**Task requirements**
Extract every line of the records below that contains the string "hair", copying each line in full. Matching is case-sensitive.

**Entries on locating named things**
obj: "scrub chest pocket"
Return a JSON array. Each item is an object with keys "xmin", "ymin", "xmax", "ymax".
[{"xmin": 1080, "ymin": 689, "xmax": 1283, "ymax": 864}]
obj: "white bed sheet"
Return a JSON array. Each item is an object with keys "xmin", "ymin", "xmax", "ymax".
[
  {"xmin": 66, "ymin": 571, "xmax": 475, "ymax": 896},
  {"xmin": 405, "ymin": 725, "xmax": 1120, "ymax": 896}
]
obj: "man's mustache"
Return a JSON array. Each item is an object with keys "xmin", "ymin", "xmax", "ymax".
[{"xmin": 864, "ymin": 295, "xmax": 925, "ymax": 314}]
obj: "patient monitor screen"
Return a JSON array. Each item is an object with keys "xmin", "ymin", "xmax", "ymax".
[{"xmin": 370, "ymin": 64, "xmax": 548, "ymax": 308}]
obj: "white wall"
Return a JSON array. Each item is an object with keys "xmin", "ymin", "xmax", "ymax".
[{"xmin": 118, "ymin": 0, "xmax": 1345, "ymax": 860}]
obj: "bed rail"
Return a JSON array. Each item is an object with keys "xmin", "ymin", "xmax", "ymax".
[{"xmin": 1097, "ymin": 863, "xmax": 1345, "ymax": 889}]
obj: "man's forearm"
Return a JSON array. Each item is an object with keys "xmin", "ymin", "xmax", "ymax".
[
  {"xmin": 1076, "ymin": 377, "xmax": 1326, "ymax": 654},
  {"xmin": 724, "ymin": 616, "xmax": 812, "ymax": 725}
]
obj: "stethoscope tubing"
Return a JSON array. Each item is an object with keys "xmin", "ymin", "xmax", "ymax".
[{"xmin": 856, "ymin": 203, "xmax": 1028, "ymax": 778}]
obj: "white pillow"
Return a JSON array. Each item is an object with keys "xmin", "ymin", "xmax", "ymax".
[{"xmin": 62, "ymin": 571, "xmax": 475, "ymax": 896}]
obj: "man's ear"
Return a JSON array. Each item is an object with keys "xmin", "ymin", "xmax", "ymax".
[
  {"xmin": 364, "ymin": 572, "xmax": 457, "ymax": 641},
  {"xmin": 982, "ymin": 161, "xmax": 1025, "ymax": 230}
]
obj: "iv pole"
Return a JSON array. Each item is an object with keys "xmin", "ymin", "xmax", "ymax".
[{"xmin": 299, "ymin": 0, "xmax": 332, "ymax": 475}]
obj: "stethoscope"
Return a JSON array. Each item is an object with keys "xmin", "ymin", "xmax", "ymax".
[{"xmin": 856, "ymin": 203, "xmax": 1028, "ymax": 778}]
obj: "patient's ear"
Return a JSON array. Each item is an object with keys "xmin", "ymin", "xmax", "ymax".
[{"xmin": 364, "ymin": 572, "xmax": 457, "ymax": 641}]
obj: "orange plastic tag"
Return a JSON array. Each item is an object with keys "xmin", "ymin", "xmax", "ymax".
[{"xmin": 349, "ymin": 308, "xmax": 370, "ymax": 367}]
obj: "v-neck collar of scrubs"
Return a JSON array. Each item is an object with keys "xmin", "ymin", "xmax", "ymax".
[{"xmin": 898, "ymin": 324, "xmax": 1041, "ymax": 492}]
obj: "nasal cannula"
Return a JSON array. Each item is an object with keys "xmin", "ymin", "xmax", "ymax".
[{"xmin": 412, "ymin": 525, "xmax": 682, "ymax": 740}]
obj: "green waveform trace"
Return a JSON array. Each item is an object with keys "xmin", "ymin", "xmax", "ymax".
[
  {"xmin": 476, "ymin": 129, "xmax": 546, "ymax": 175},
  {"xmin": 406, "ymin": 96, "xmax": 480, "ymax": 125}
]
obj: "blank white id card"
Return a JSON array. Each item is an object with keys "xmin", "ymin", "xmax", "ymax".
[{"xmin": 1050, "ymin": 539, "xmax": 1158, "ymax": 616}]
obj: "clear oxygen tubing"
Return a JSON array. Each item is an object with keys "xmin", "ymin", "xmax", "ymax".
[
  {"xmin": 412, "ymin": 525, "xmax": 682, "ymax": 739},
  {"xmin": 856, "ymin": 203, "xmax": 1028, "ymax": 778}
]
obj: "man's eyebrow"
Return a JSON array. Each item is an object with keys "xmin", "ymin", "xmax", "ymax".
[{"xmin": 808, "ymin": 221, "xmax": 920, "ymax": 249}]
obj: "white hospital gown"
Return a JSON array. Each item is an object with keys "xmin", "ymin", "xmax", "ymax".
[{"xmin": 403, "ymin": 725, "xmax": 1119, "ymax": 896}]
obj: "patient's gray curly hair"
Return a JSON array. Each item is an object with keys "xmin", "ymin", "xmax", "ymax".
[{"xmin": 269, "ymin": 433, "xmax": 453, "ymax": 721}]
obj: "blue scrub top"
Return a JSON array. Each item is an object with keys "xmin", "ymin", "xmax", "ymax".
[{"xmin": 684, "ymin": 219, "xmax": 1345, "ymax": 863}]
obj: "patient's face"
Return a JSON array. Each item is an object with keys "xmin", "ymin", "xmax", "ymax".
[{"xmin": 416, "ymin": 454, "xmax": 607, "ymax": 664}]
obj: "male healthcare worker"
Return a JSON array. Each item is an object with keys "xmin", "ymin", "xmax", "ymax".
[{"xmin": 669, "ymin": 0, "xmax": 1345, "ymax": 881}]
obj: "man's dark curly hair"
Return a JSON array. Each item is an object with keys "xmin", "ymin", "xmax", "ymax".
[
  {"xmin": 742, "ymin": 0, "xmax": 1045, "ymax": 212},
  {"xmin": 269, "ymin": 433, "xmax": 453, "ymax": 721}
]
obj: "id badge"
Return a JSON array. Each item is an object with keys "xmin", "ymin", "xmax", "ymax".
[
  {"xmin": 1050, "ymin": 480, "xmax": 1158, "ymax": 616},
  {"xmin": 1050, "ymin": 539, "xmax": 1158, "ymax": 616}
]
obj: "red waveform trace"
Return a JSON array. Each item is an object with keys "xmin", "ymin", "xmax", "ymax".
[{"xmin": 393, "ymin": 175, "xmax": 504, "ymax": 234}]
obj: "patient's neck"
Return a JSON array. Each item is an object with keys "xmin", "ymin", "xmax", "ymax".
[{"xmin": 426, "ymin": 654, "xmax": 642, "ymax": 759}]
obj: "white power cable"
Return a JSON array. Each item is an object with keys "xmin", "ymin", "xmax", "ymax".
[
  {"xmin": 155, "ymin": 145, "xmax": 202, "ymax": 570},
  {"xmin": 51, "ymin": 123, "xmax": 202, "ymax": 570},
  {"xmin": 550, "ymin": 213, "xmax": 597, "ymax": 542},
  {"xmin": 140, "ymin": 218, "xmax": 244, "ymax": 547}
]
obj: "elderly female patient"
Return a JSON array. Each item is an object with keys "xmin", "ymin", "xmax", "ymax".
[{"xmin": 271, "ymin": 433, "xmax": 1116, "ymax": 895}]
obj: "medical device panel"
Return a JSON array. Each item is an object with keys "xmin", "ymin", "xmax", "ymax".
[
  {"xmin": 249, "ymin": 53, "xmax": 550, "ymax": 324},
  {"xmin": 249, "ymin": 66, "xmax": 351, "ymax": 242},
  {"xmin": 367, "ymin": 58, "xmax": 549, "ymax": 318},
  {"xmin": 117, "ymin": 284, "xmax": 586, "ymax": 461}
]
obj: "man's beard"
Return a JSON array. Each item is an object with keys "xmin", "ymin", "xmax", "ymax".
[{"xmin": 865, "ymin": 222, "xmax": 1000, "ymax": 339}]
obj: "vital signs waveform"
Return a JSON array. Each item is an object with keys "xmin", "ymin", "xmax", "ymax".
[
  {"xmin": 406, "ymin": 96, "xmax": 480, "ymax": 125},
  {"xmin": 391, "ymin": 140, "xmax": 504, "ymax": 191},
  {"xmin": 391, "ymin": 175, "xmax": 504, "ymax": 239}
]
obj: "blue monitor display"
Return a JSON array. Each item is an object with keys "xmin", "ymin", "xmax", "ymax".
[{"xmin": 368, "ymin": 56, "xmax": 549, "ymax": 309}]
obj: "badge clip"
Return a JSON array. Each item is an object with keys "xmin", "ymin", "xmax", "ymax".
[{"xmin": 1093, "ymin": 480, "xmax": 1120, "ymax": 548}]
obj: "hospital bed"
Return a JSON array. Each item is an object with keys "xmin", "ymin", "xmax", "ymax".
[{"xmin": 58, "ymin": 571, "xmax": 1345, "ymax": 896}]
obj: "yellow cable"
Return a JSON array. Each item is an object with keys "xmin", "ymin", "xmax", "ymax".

**Expected answer**
obj: "patient's gray curly hair"
obj: "man's dark curly hair"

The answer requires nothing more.